* _Extract_
'''
What I wish is that for the filter equations first of all it does numeric substitution for the time dependent function and only then do all the actions specified by the algorithm step.
This is the code, only the last part is what really interests me.

(*SOME FUNCTIONS I'VE USED*)

CreateWhiteNoise[\[Mu]_, s_, t0_, tfin_, dt_, p_] := Module[{distr, n = Length[\[Mu]], listt, nc, listrn},
    listt = Range[t0, tfin, dt];
    nc = Length[listt];
    distr = MultinormalDistribution[\[Mu], s];
    listrn = RandomVariate[distr, nc];
    (Interpolation[Thread[Join[{listt, listrn[[All, #]]}]]][p])&/@Range@n
]


ListForm[mat_] := DeleteCases[(Thread@#&/@Thread@mat//Flatten ), True]

SymRed[mat_] := Module[{i, j, temp},
    temp = Thread@#&/@Thread@mat;
     Normal@SparseArray[{{i_, j_} /; i >= j :> temp[[i, j]], {i_, j_} /; i < j :> True}, Dimensions@temp]//ListForm
]


(*SYSTEM PART*)
t0 = 0;
tfin = 4 Pi;
pstl = {xstl, ystl};
R0l[\[Theta]_] = {{Cos[\[Theta]], -Sin[\[Theta]]} , {Sin[\[Theta]], 
    Cos[\[Theta]]}};
pmk1 = {xmk1, ymk1};
pmk2 = {xmk2, ymk2};
numericalvalues = 
  Thread[{l1, l2, xstl, ystl, xmk1, ymk1, xmk2, ymk2} -> {8, 5, 
     3, -2, 32, 16, -15, 2}];


qalist = {x, y, \[Theta], xstls, ystls};
qa[t_] = (ToString[#] <> "[t]") & /@ qalist // ToExpression;
qad[t_] = D[qa[t], t];
qadd[t_] = D[qa[t], t];

v[t_] = 2;
\[Omega][t_] = 1;
input[t_] = {v[t], \[Omega][t]};

g1 = {Cos[#], Sin[#], 0, 0, 0} & @(#[[3]]) &;
g2 = {0, 0, 1, 0, 0};
dyn = (g1@#*v[t] + g2*\[Omega][t]) &;


pstf = ({#1, #2} + R0l[#3 ].{#4, #5}) &;
h1 = (Sqrt[#.#] &[pmk1 - pstf @@ #]) &;
h2 = (Sqrt[#.#] &[pmk2 - pstf @@ # ]) &;



CreateWhiteNoise[\[Mu]_, s_, t0_, tfin_, dt_, p_] := 
 Module[{distr, n = Length[\[Mu]], listt, nc, listrn},
    listt = Range[t0, tfin, dt];
    nc = Length[listt];
    distr = MultinormalDistribution[\[Mu], s];
    listrn = RandomVariate[distr, nc];
    (Interpolation[Thread[Join[{listt, listrn[[All, #]]}]]][p]) & /@ 
   Range@n
  ] (*Just create white noise continuous time sample*)
'''
* _Information provided_
'''
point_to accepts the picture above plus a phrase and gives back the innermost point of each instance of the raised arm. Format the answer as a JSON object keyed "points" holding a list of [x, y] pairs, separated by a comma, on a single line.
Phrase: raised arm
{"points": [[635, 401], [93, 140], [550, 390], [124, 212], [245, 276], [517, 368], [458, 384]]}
'''
* _Given problem 1_
In the post, rewrite the stretch from "ListForm[mat_] := DeleteCases[(Thread@#&/@Thread@mat//Flatten" through "(*SYSTEM PART*)", swapping "temp" for "tmp".
* _Given problem 2_
According to the post, what should be done to the filter equations before the actions of the algorithm step are carried out?

* _Complete response 1_
ListForm[mat_] := DeleteCases[(Thread@#&/@Thread@mat//Flatten ), True]

SymRed[mat_] := Module[{i, j, tmp},
    tmp = Thread@#&/@Thread@mat;
     Normal@SparseArray[{{i_, j_} /; i >= j :> tmp[[i, j]], {i_, j_} /; i < j :> True}, Dimensions@tmp]//ListForm
]


(*SYSTEM PART*)

* _Complete response 2_
Numeric substitution should be done for the time-dependent function.